Instructions for the task: The reply must reproduce each line below exactly.

Data supplied:
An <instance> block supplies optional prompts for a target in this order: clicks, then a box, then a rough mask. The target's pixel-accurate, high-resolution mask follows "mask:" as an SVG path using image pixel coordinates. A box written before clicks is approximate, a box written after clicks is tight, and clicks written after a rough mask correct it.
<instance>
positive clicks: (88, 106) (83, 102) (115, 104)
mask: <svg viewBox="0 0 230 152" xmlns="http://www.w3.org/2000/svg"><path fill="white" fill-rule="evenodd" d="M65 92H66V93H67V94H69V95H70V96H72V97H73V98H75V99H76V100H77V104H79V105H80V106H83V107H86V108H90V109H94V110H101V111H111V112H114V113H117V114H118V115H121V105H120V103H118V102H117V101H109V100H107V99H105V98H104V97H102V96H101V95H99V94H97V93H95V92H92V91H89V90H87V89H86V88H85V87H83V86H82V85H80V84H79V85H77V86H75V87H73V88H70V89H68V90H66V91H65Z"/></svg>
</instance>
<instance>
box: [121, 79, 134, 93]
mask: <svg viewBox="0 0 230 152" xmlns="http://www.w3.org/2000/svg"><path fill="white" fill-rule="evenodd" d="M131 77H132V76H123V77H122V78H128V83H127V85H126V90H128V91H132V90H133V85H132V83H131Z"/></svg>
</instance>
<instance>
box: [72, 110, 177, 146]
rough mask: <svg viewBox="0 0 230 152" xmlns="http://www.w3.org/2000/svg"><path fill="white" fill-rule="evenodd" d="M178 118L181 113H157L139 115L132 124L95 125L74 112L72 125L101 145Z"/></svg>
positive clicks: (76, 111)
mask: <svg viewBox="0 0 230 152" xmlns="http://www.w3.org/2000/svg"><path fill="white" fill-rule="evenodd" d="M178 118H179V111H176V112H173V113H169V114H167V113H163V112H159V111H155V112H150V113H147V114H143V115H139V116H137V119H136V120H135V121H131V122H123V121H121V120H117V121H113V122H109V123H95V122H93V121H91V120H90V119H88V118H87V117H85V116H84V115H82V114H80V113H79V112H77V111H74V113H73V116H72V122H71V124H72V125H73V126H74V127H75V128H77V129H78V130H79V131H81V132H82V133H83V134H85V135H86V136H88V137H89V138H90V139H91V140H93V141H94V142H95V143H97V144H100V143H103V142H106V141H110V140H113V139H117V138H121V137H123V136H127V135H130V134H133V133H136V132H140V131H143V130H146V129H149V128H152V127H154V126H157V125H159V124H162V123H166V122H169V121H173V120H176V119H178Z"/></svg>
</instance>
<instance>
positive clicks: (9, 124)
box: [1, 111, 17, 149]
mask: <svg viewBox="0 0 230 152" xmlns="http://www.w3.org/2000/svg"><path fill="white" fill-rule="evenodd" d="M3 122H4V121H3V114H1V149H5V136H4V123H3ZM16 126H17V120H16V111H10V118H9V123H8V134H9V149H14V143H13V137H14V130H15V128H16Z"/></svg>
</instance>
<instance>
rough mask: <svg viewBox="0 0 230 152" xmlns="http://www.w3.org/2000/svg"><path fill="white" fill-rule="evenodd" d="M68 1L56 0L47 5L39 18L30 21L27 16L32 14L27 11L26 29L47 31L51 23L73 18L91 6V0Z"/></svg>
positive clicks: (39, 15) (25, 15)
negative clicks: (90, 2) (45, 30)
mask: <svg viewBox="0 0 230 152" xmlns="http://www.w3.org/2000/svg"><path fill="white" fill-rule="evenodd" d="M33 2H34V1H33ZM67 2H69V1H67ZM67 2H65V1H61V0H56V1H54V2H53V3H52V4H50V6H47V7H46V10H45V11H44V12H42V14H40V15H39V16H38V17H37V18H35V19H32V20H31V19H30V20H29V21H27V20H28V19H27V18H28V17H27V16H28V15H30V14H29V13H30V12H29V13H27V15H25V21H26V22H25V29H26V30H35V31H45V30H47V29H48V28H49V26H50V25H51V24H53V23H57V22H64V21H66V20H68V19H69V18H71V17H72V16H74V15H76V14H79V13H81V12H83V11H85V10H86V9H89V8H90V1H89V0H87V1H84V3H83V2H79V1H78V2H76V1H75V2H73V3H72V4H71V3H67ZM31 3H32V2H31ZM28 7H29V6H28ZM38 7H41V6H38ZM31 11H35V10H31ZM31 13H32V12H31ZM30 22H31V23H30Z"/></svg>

Solved problem:
An <instance> block supplies optional prompts for a target in this order: clicks, then a box, then a rough mask. The target's pixel-accurate, high-resolution mask follows "mask:" as an SVG path using image pixel coordinates. A box written before clicks is approximate, a box written after clicks is tight, and clicks written after a rough mask correct it.
<instance>
positive clicks: (88, 106) (83, 102) (115, 104)
mask: <svg viewBox="0 0 230 152" xmlns="http://www.w3.org/2000/svg"><path fill="white" fill-rule="evenodd" d="M65 92H66V93H67V94H69V95H70V96H72V97H73V98H75V99H76V100H77V104H79V105H80V106H83V107H86V108H90V109H94V110H101V111H111V112H114V113H117V114H118V115H121V105H120V103H118V102H117V101H109V100H107V99H105V98H104V97H102V96H101V95H99V94H97V93H95V92H92V91H89V90H87V89H86V88H85V87H83V86H82V85H80V84H79V85H77V86H75V87H73V88H70V89H68V90H66V91H65Z"/></svg>
</instance>
<instance>
box: [121, 79, 134, 93]
mask: <svg viewBox="0 0 230 152" xmlns="http://www.w3.org/2000/svg"><path fill="white" fill-rule="evenodd" d="M131 77H132V76H123V77H122V78H128V83H127V85H126V90H128V91H132V90H133V85H132V83H131Z"/></svg>
</instance>
<instance>
box: [72, 110, 177, 146]
rough mask: <svg viewBox="0 0 230 152" xmlns="http://www.w3.org/2000/svg"><path fill="white" fill-rule="evenodd" d="M178 118L181 113H157L139 115L132 124L95 125L74 112L72 125L101 145Z"/></svg>
positive clicks: (76, 111)
mask: <svg viewBox="0 0 230 152" xmlns="http://www.w3.org/2000/svg"><path fill="white" fill-rule="evenodd" d="M178 118H179V111H176V112H173V113H169V114H167V113H163V112H159V111H155V112H150V113H147V114H143V115H139V116H137V119H136V120H135V121H131V122H123V121H121V120H117V121H113V122H109V123H95V122H93V121H91V120H90V119H88V118H87V117H85V116H84V115H82V114H80V113H79V112H77V111H74V113H73V116H72V122H71V124H72V125H73V126H74V127H75V128H77V129H78V130H79V131H81V132H82V133H83V134H85V135H86V136H88V137H89V138H90V139H91V140H93V141H94V142H95V143H97V144H100V143H103V142H106V141H110V140H113V139H117V138H121V137H123V136H127V135H130V134H133V133H136V132H140V131H143V130H146V129H149V128H152V127H154V126H157V125H159V124H162V123H166V122H169V121H173V120H176V119H178Z"/></svg>
</instance>
<instance>
positive clicks: (9, 124)
box: [1, 111, 17, 149]
mask: <svg viewBox="0 0 230 152" xmlns="http://www.w3.org/2000/svg"><path fill="white" fill-rule="evenodd" d="M3 122H4V121H3V114H1V149H5V136H4V123H3ZM16 126H17V120H16V111H10V118H9V123H8V134H9V149H14V143H13V137H14V130H15V128H16Z"/></svg>
</instance>
<instance>
rough mask: <svg viewBox="0 0 230 152" xmlns="http://www.w3.org/2000/svg"><path fill="white" fill-rule="evenodd" d="M68 1L56 0L47 5L39 18L30 21L27 16L32 14L27 11L26 29L47 31L51 23L73 18L91 6V0Z"/></svg>
positive clicks: (39, 15) (25, 15)
negative clicks: (90, 2) (45, 30)
mask: <svg viewBox="0 0 230 152" xmlns="http://www.w3.org/2000/svg"><path fill="white" fill-rule="evenodd" d="M33 2H34V1H33ZM67 2H69V1H67ZM67 2H65V1H61V0H56V1H54V2H53V3H52V4H50V6H47V7H46V10H45V11H44V12H42V14H40V15H39V16H38V17H37V18H35V19H32V20H31V19H30V20H29V21H27V20H28V19H27V18H28V17H27V16H28V15H30V14H29V13H30V12H29V13H27V15H25V21H26V22H25V29H26V30H35V31H45V30H47V29H48V28H49V26H50V25H51V24H53V23H57V22H64V21H66V20H68V19H69V18H71V17H72V16H74V15H76V14H79V13H81V12H83V11H85V10H86V9H89V8H90V1H89V0H87V1H84V3H83V2H79V1H78V2H76V1H75V2H73V3H72V4H71V3H67ZM31 3H32V2H31ZM28 7H29V6H28ZM38 7H41V6H38ZM31 11H35V10H31ZM31 13H32V12H31ZM30 22H31V23H30Z"/></svg>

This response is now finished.